■ Перечень заданий ■
1 > Для кого, согласно интервью об ITER, по условиям соглашения будут открыты все разработки?
2 > Изложите короче абзац интервью об ITER, начинающийся словами «Была идея построить», сохранив его основные факты.

— Каковы итоги первых пяти лет работы проекта Международного экспериментального термоядерного реактора ITER?
— Строительство ITER, действительно, началось ровно пять лет назад – тогда было принято принципиальное решение и подписано межправительственное соглашение. Сейчас можно сказать, что проект планомерно идет к своей цели — созданию экспериментальной установки, то, что теперь модно называть технологической базой для термоядерного синтеза. По условиям соглашения все разработки будут открытыми для всех стран-участниц ITER. Жак Ширак, который участвовал в подписании соглашения с французской стороны тогда заявил, что для Франции участие в ITER жизненно необходимо, чтобы сохранить конкурентоспособность страны в будущем. То, что удалось подписать это межправительственное соглашение, которое затем было ратифицировано парламентами –
это заслуга того, что этого пути твердо придерживались Владимир Путин и Жак Ширак.
Была идея построить тот же ITER в Японии, этой точки зрения придерживались японцы и американцы. Сейчас видно, что решение по Европе более устойчивое.
Совсем недавно в Москву приезжал генеральный директор ITER, который, фактически, отчитывался за эти пять лет. И основная мысль его доклада состояла в том, что наконец
сейчас, после 5 лет работы ITER окончательно стал на рельсы. Видна не только отправная, но и конечная точка, распределены средства, установлены сроки.
— Какие сложности – организационные, финансовые – пришлось преодолеть проекту?

Записи с указанием на размеченные объекты:
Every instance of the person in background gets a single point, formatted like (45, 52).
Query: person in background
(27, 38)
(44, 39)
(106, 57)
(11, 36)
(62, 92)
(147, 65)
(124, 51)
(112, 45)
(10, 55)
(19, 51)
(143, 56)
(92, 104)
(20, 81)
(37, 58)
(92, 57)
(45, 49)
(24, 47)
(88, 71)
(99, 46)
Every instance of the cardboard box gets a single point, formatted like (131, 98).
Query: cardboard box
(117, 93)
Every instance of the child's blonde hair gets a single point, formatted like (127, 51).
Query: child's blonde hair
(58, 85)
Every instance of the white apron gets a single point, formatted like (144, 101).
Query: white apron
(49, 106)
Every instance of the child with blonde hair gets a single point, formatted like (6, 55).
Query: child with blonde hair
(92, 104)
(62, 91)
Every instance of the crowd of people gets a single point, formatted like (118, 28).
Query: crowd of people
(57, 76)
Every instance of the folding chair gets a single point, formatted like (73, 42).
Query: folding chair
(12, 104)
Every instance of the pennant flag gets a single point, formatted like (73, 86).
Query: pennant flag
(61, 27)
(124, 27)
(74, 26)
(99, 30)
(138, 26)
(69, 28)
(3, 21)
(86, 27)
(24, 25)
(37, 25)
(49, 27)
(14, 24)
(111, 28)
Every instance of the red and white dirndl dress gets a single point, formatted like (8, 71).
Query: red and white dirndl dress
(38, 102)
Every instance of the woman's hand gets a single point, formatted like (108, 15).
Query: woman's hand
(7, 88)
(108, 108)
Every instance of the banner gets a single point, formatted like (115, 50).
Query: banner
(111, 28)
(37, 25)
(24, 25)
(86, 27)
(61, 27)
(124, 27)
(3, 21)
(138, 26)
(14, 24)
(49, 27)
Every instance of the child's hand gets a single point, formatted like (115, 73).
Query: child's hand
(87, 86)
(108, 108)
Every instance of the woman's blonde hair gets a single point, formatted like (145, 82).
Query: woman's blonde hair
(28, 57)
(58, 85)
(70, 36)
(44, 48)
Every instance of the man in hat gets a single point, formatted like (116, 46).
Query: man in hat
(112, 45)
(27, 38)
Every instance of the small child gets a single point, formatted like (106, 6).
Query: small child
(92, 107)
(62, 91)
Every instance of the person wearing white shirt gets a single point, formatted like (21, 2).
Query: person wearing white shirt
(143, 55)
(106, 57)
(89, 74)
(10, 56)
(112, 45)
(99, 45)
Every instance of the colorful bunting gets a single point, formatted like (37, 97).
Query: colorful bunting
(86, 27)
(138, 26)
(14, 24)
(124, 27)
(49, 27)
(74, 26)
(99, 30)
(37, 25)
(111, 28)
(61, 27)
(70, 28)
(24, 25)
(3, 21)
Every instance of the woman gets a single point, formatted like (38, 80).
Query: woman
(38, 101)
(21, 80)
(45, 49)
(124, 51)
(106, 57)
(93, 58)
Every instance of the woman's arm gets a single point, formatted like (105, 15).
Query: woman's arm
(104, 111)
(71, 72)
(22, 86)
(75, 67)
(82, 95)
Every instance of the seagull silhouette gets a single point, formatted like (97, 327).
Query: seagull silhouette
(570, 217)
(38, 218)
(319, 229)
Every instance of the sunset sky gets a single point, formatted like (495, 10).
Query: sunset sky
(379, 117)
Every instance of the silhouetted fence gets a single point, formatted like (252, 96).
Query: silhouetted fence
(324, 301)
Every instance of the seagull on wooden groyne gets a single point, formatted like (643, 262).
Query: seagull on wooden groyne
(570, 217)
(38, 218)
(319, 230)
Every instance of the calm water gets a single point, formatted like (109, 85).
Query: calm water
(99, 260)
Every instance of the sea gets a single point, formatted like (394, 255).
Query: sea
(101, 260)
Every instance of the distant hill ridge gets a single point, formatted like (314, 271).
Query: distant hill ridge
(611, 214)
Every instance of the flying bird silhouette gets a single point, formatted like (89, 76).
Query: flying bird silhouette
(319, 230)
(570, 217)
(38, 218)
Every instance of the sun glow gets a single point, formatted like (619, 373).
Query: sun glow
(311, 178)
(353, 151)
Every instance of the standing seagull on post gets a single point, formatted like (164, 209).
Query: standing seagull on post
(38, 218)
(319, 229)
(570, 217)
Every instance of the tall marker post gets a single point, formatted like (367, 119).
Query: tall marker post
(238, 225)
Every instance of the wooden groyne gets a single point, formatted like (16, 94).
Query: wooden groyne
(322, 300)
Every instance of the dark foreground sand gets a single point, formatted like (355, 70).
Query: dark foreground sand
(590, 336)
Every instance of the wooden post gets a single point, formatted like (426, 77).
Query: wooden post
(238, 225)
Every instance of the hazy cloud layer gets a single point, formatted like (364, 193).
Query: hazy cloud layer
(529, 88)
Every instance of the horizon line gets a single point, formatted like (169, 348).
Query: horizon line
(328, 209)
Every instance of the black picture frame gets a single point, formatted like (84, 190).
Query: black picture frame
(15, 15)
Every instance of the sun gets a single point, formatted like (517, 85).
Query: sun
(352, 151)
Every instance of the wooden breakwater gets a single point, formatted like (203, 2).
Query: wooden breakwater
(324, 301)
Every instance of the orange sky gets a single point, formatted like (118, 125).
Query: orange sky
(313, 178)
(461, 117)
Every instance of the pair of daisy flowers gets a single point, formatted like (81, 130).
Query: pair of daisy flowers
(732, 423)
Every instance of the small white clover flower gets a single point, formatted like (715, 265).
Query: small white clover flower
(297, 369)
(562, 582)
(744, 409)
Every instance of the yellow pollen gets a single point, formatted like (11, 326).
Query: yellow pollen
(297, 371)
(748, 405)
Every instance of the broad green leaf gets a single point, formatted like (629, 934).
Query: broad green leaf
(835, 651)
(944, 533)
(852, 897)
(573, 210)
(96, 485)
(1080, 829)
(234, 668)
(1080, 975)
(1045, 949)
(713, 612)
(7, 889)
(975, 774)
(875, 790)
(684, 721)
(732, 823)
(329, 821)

■ Письменные ответы ■
1 > Для всех стран-участниц ITER.

2 > Японцы и американцы предлагали построить ITER в Японии, однако теперь видно, что решение в пользу Европы более устойчивое.